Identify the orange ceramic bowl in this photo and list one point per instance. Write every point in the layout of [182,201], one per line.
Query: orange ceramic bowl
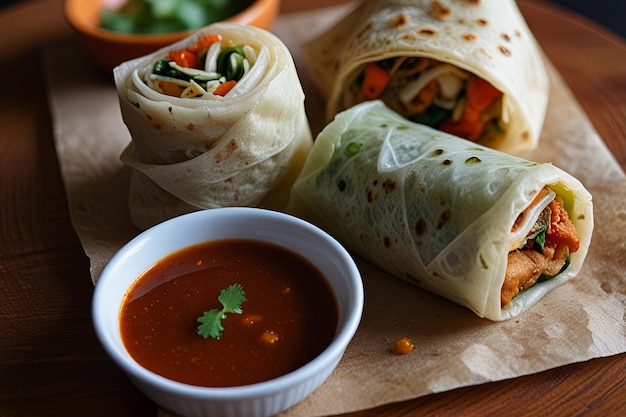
[110,49]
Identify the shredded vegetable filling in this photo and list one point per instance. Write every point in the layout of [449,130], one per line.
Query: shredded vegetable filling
[549,237]
[204,70]
[433,93]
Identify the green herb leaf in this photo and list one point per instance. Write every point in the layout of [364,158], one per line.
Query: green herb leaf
[231,299]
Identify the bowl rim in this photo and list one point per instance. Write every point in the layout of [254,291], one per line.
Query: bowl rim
[345,330]
[83,24]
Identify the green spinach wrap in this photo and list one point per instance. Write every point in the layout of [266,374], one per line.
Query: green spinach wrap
[485,229]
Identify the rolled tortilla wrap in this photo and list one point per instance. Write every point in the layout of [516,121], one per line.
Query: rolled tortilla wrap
[423,57]
[434,209]
[244,148]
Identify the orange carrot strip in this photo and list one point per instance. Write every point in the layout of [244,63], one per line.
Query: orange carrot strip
[480,94]
[184,58]
[204,42]
[562,230]
[224,88]
[375,81]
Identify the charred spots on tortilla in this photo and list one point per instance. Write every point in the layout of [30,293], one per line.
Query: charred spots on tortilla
[444,218]
[439,10]
[427,32]
[399,21]
[421,227]
[362,32]
[389,185]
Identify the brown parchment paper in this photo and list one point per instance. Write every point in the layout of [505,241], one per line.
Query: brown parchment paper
[581,320]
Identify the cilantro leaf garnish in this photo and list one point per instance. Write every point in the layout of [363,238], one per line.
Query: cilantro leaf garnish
[231,298]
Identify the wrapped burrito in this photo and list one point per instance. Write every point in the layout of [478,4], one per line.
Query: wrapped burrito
[216,120]
[485,229]
[469,68]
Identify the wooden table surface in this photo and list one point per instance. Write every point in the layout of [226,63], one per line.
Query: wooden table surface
[50,360]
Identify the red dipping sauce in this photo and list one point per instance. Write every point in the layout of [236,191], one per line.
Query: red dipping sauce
[289,318]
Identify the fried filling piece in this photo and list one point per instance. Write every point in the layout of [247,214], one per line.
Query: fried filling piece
[546,251]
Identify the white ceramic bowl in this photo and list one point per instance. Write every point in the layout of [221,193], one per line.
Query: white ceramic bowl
[256,400]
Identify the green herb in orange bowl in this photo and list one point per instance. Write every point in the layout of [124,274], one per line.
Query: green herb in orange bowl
[115,31]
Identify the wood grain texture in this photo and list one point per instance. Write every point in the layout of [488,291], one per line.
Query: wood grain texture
[50,361]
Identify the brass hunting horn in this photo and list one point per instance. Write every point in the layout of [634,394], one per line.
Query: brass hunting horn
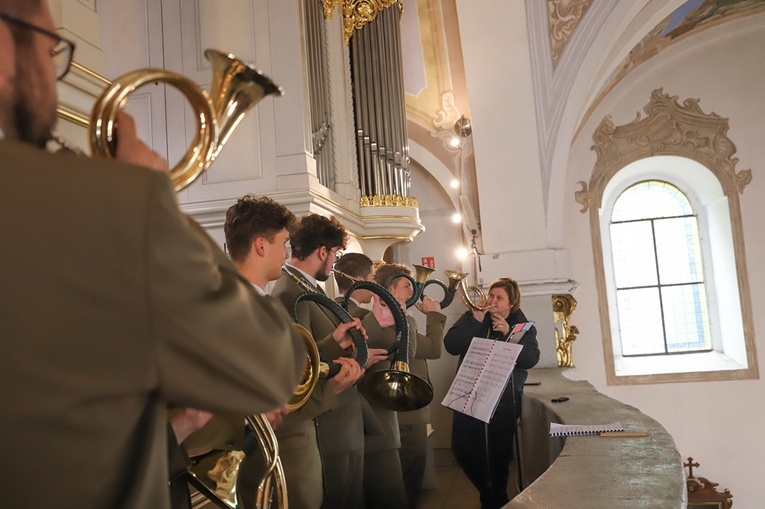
[236,87]
[395,388]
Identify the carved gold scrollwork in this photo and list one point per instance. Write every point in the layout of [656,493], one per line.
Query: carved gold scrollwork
[564,16]
[390,200]
[357,13]
[565,333]
[669,128]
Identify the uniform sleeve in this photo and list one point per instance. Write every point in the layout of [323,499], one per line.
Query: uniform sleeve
[220,346]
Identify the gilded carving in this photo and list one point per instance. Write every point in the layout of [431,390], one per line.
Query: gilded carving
[357,13]
[563,17]
[390,200]
[669,128]
[329,7]
[565,333]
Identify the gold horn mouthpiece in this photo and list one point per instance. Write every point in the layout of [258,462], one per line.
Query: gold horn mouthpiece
[236,87]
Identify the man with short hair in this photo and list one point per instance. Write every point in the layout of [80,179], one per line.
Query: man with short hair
[315,247]
[413,424]
[257,232]
[114,304]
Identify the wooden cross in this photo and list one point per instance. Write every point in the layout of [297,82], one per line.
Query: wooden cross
[690,466]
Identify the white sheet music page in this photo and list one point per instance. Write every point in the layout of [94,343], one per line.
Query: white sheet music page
[482,377]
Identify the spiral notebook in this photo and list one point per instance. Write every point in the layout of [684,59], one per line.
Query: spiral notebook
[567,430]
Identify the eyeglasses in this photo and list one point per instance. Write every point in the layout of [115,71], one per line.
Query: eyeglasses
[62,52]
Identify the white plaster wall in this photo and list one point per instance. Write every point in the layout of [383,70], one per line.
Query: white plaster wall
[506,154]
[715,422]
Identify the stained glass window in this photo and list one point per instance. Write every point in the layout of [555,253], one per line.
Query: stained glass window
[658,270]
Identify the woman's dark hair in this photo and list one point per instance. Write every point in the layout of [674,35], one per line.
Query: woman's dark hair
[513,291]
[252,217]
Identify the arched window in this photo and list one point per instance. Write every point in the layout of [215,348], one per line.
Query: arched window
[658,272]
[668,247]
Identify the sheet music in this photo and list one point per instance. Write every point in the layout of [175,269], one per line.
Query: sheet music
[482,377]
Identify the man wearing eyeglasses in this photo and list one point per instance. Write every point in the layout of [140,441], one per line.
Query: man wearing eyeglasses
[114,305]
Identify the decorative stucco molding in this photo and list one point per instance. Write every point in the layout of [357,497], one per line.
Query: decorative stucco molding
[563,17]
[669,129]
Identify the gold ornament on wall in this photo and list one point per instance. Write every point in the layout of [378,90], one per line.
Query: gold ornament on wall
[390,200]
[563,17]
[357,13]
[565,333]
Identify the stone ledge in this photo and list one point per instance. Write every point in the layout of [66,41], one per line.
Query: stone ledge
[590,471]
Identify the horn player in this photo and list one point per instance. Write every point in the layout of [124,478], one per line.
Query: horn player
[412,425]
[339,427]
[258,231]
[114,304]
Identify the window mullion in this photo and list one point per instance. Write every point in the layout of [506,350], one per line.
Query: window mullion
[658,280]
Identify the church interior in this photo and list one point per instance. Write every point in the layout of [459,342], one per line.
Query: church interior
[502,139]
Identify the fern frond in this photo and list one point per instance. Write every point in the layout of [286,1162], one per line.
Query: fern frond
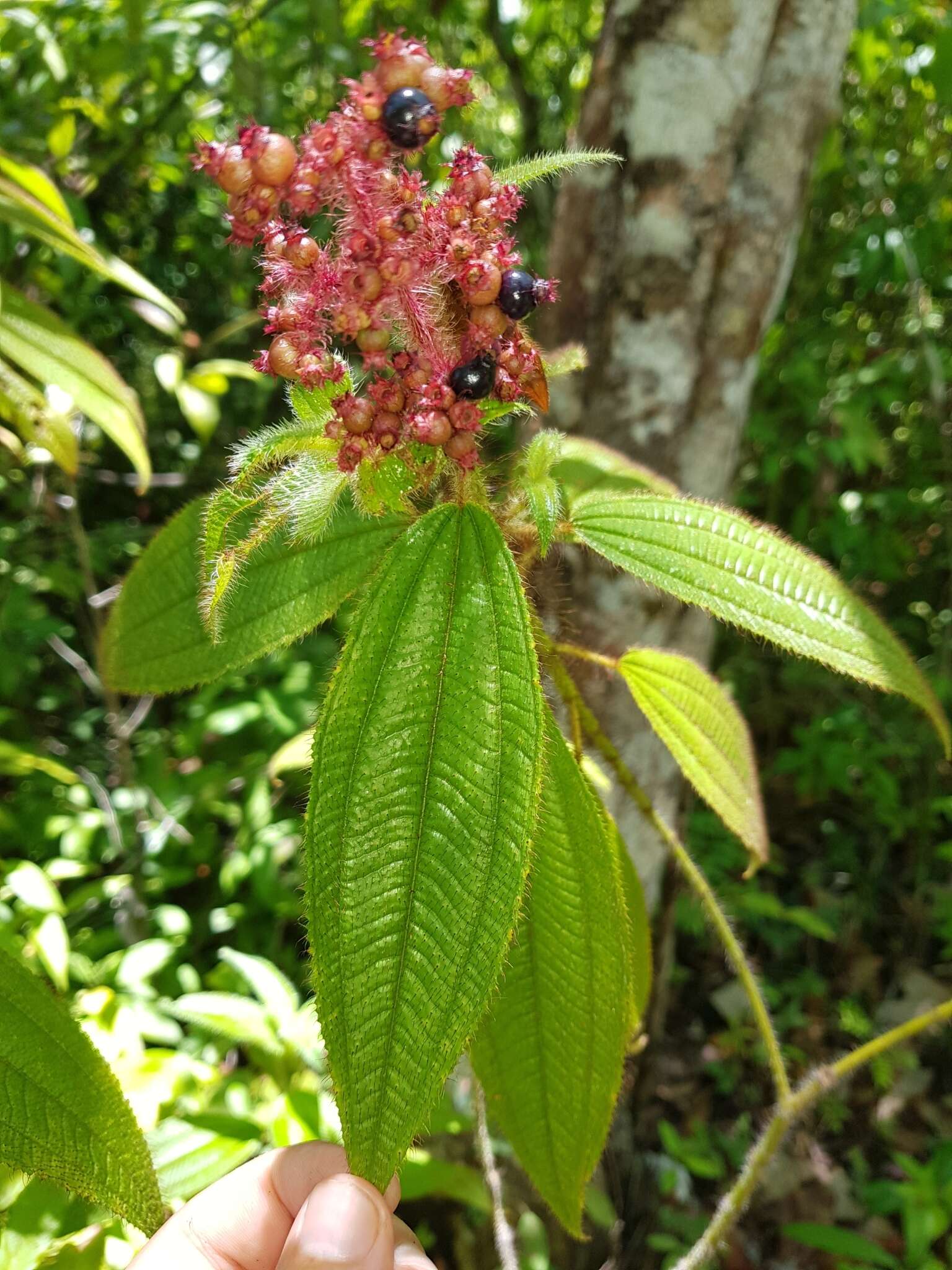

__What to do__. The reply must hold each line of the records verbatim and no pictures.

__Task answer__.
Identify the orange ceramic bowl in this photo and list one point per instance. Write every point in the layout of [182,201], one per line.
Query: orange ceramic bowl
[110,49]
Identify the shredded vegetable filling in this photo and list one point per instance. Write every point in the layout of [449,130], one per line.
Query: shredded vegetable filling
[549,237]
[204,70]
[433,93]
Identify the green herb leaf in this photo and list one point per instance. Write every point in the layout of [364,158], one per line.
Query: green herb leaf
[231,299]
Identify the bowl rim in this photo and list one point per instance. Write every point in the layout of [254,291], one per line.
Query: bowl rim
[345,330]
[83,24]
Identify the green spinach wrap in this photo and list one point per instance. Write every point in the layout of [266,374], one per line.
Query: green spinach wrap
[485,229]
Identify the rolled tortilla wrap in this photo and list one point per instance. Write every point in the layout of [516,121], one per line.
Query: rolled tortilla wrap
[423,57]
[434,209]
[244,148]
Identify the orange carrot strip in this photo and list one point per instance. Write every point in the layout of [244,63], one per line.
Query: orange carrot strip
[480,94]
[184,58]
[204,42]
[562,230]
[224,88]
[375,81]
Identify the charred spots on tortilla in this photo and list one point per instance. Write every point in the layout of [30,293], one per line.
Query: charred spots on tortilla
[444,218]
[439,10]
[427,32]
[399,21]
[421,227]
[362,32]
[389,185]
Identify the brown parchment paper in this photo and list one point per instance. Write every point in the layout of [505,241], one per line.
Query: brown parchment paper
[581,320]
Identify the cilantro leaf garnish in this photo and list one point per instance. Write every point in the layout of [363,238], one per line.
Query: cilantro leaf garnish
[231,298]
Identify the wrapped burrito in this photo and list one point per instance. Write every point in the layout of [478,4], one per line.
Query: wrapped burrito
[216,120]
[485,229]
[469,68]
Identify the wooden table surface in this photo and list one point per instance. Write every point in the layout of [226,63], one per line.
Query: wooden table surface
[50,360]
Identify the red dipping sauce in this photo and list one point per instance. Write every point in the layout of [236,191], one per line.
Query: red dipping sauce
[289,318]
Identify the fried filling piece in this photo and list one point per instance. Write every point in the layout of [247,214], one per line.
Query: fried filling piece
[546,251]
Identify the white ceramic bowl in this photo and list one point per instance. Write every point in the layout of [221,193], one per line.
Query: white ceramic bowl
[256,400]
Identify the green herb in orange bowl in this photo and list one point per instance. Write every point in the layout of [124,274], one per line.
Query: green herb in orange bowl
[115,31]
Identify the wood grain texture in this photo and list one point per instance. Write every point in the layout of [488,291], one per line.
Query: wood grain texture
[50,361]
Identify the brass hunting horn in this photo and list one point per instance. Write every point in the layout of [634,394], one per line.
Query: brass hunting horn
[236,87]
[395,388]
Identify the carved gold scrollwork in this photo and list one point per instance. Write every point in the layout of [656,493], one per line.
Query: carved gold scrollwork
[564,16]
[390,200]
[357,13]
[565,333]
[669,128]
Identify the uniform sleeve in this photo and list one point per instance. Write every point in the layout of [323,499], one per line.
Query: uniform sleeve
[220,346]
Identify the gilded carving in this photo and list one point per instance. Write every point in the layout of [431,390], one per line.
Query: gilded carving
[357,13]
[563,17]
[390,200]
[669,128]
[329,7]
[565,333]
Identify the gold horn mouthpiece in this photo and list one point per instance. Write every point in the layout of [258,462], one per line.
Query: gold horn mouthpiece
[236,87]
Identify the man with short hair in this photo and list one point per instance. Write every point in the layout of [80,179], one per line.
Query: man with short hair
[315,247]
[413,424]
[257,232]
[114,304]
Identify the wooden cross in this photo and list one point per instance. Write every point in the layout of [297,82], one per line.
Query: wooden cross
[690,466]
Identify the white sheet music page in this photo and list one point per instance. Write every point in the layout of [94,343], one per line.
Query: white sheet music page
[482,377]
Identify the spiral notebook in this photo and list one point per instance. Write every point in the layout of [684,59], one per line.
Query: spiral notebook
[567,430]
Identify the eyeglasses in this photo and list one point per instance. Write every point in the layout of [115,71], one per line.
Query: eyeglasses
[62,52]
Identify the white plaster wall in this photo and list one point per instance. Write every point in the layout of [383,70], one per line.
Query: white plaster wall
[506,154]
[715,422]
Identify the stained glass window in this photo and list one point per instance. Write every point in the layout of [555,253], one per line.
Query: stained glass window
[658,270]
Identify the woman's dark hair in this photo and list one point per instance. Write every point in the layout of [674,35], one per line.
Query: woman's dark hair
[513,291]
[252,217]
Identify the arched window in this photo and list one point per instance. Write every point in the layout of [215,348], one per line.
Query: arched window
[658,272]
[668,247]
Identify the sheet music in this photo and list one point per instance. Write every point in the layout of [175,269], one per line.
Query: sheet music
[482,377]
Identify the man wearing eyeglasses in this photo and list one point per instance. Write every point in the layout of [140,441], one per line.
Query: man wearing eyeglasses
[114,305]
Identify the decorative stucco molding in this photo and list one point per instance. Write every point in the layout of [357,497], one per line.
Query: decorative stucco molding
[563,17]
[669,129]
Identify the gold ornament on wall in this photo and list one point per instance. Write every point in the layout of [378,90], one per line.
Query: gold ornament on wall
[390,200]
[563,17]
[357,13]
[565,333]
Identify the stone ledge in this photo and list one point per instance. Write every point in the layout of [66,41], one per line.
Query: stone ledge
[590,471]
Identify the horn player in this photo and list one point per instance. Write every point in the layout of [124,478], one per line.
Query: horn player
[412,425]
[339,427]
[258,231]
[114,304]
Identify the window mullion in this photo and list one point per instance. Write every point in the layout of [506,350], one per line.
Query: window mullion
[658,280]
Identify the church interior in this photo and list one point per instance. Write every point in the layout of [459,342], one per line.
Query: church interior
[502,139]
Identify the fern frond in this photo and list one point per instance. Write every point in the layout of [286,1162], one per line.
Query: fern frond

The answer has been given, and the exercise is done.